Entries provided =>

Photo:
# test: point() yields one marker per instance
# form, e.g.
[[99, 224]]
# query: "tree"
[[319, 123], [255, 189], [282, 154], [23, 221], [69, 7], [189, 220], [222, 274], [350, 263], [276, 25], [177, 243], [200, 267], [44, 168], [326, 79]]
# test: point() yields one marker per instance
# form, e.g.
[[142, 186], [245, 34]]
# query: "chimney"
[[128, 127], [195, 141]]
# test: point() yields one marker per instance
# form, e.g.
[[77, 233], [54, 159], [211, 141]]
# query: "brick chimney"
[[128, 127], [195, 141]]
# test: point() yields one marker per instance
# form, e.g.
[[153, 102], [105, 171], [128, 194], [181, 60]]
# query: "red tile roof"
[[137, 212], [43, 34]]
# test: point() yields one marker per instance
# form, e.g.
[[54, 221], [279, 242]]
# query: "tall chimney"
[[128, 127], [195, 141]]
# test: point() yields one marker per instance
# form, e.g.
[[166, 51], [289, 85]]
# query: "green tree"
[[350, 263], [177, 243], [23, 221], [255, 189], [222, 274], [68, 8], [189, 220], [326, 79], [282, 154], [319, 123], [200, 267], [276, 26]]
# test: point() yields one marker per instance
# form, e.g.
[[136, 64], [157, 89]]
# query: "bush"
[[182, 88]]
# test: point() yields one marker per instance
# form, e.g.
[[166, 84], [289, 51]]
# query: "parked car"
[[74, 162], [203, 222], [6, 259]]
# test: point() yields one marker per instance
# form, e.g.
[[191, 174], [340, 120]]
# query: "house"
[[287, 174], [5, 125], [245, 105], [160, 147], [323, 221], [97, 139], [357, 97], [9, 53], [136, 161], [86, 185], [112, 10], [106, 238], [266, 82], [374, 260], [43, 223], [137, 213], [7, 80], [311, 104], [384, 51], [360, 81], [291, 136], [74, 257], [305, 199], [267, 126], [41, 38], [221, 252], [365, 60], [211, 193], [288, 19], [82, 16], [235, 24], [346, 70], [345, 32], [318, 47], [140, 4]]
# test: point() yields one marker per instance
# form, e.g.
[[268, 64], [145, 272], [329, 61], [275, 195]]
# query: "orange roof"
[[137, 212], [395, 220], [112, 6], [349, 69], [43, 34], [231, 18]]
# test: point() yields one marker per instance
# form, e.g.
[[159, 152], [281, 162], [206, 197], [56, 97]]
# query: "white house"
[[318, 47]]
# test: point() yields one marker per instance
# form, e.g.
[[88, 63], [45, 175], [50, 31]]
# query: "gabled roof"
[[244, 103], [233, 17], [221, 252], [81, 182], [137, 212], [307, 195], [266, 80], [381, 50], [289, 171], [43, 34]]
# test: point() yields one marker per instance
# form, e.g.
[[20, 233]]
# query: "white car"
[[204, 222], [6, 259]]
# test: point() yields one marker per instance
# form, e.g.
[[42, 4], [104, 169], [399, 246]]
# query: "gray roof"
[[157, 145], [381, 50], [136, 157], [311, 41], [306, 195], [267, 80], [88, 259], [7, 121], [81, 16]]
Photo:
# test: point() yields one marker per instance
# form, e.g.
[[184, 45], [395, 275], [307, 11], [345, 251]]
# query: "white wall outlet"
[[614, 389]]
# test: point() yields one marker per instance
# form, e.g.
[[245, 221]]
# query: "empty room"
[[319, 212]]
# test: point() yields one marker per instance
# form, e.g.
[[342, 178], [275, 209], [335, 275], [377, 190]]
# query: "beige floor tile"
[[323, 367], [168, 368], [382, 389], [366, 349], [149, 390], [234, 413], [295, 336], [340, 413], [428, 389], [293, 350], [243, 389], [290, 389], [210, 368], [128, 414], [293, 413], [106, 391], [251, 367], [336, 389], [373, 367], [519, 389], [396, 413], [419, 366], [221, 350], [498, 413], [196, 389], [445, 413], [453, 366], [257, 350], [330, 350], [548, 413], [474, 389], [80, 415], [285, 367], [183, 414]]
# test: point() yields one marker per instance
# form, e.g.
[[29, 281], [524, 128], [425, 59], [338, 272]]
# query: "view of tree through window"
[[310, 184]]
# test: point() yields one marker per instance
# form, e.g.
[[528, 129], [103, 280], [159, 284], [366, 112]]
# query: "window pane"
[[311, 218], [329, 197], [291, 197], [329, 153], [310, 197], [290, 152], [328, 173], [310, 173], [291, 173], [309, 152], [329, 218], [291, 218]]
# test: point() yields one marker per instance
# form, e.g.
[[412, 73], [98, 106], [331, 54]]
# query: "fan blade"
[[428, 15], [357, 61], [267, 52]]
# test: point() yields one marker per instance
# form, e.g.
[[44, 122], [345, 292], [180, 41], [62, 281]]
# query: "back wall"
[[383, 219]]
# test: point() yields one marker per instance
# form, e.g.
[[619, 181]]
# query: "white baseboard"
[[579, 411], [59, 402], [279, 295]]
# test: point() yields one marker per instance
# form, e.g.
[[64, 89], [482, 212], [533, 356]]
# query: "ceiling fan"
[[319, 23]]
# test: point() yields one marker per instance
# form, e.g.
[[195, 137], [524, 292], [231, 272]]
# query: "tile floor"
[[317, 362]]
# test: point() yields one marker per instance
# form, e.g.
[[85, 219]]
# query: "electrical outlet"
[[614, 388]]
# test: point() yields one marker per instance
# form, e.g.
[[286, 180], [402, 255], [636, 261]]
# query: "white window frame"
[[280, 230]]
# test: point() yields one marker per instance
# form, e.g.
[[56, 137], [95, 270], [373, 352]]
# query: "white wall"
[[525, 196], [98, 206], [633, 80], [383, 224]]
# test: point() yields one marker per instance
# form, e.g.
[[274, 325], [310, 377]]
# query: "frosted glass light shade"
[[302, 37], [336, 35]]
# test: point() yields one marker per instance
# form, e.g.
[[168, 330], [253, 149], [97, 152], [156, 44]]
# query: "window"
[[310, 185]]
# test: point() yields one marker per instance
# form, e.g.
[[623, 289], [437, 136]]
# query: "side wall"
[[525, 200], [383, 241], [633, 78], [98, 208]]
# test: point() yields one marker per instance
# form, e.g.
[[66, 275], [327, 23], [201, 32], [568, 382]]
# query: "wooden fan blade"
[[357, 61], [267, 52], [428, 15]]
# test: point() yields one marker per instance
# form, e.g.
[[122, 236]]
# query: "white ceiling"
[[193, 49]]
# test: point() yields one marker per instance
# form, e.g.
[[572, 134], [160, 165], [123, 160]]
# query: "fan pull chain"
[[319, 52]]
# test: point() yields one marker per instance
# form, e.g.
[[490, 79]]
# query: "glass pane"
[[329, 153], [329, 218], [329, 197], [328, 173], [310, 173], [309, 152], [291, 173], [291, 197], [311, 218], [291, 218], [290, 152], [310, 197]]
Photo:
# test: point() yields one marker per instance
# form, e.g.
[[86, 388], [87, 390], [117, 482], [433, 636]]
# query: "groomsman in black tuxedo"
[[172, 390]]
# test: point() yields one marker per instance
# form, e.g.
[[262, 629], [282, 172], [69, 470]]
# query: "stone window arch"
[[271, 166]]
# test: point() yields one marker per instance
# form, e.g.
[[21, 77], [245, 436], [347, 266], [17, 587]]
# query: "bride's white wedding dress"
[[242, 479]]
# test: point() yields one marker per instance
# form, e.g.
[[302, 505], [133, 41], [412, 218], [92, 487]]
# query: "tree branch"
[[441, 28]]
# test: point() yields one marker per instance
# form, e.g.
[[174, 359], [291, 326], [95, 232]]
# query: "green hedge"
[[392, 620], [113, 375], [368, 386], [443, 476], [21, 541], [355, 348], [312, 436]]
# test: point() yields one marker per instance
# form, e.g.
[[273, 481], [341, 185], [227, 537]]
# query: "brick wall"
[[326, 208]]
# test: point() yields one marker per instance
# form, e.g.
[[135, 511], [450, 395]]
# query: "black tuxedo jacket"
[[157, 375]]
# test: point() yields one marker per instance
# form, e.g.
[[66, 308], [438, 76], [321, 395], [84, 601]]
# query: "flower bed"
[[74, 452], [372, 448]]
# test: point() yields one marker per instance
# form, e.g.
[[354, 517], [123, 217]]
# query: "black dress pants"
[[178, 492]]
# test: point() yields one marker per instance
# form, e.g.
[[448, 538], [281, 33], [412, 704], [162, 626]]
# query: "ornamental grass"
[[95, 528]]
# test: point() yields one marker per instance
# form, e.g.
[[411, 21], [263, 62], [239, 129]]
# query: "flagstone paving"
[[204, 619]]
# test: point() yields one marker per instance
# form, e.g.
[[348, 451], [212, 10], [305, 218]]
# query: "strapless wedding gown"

To be done => Could you give the records again from the start through the line containing "[[318, 47]]", substituting "dot" for "marker" and changing nothing else? Include only those lines.

Result of the exercise =>
Photo:
# test: point() yields one dot per instance
# form, e.g.
[[99, 224]]
# query: "tree"
[[319, 123], [255, 189], [282, 154], [23, 221], [69, 7], [189, 220], [222, 274], [350, 263], [276, 25], [177, 243], [200, 267], [44, 168], [326, 79]]
# test: point() yields one dot per instance
# form, e.g.
[[142, 186], [245, 34]]
# query: "chimney"
[[128, 127], [195, 141]]
# test: point() yields one dot per instance
# form, e.g.
[[77, 233], [54, 159], [211, 141]]
# query: "brick chimney"
[[128, 127], [195, 141]]
# test: point() yields one dot per instance
# form, e.g.
[[153, 102], [105, 171], [128, 194], [181, 60]]
# query: "red tile roof"
[[137, 212], [43, 34]]
# test: point() yields one dot per instance
# form, e.g.
[[54, 221], [279, 242]]
# query: "tall chimney"
[[128, 127], [195, 141]]
# test: point() yields one dot per instance
# form, e.g.
[[166, 51], [289, 85]]
# query: "green tree"
[[350, 263], [177, 243], [23, 221], [255, 189], [222, 274], [68, 8], [189, 220], [326, 79], [282, 154], [319, 123], [200, 267], [276, 26]]
# test: point() yields one dot per instance
# form, e.g.
[[136, 64], [157, 89]]
# query: "bush"
[[182, 88]]
# test: point() yields one dot per instance
# form, e.g.
[[166, 84], [289, 51]]
# query: "parked car"
[[74, 162], [203, 222], [6, 259]]
# test: point() yields one dot per instance
# form, e.g.
[[191, 174], [340, 120]]
# query: "house"
[[287, 174], [5, 125], [245, 105], [160, 147], [323, 221], [97, 139], [357, 97], [9, 53], [136, 161], [86, 185], [112, 10], [106, 238], [266, 82], [374, 260], [43, 223], [137, 213], [7, 80], [311, 104], [384, 51], [360, 81], [291, 136], [74, 257], [305, 199], [267, 126], [41, 38], [221, 252], [365, 60], [211, 193], [288, 19], [82, 16], [235, 24], [346, 70], [345, 32], [318, 47], [140, 4]]
# test: point() yields one dot per instance
# form, e.g.
[[268, 64], [145, 272], [329, 61], [275, 195]]
# query: "orange roof"
[[137, 212], [395, 220], [112, 6], [349, 69], [43, 34], [231, 18]]
# test: point() yields one dot per instance
# form, e.g.
[[159, 152], [281, 162], [206, 197], [56, 97]]
# query: "white house"
[[318, 47]]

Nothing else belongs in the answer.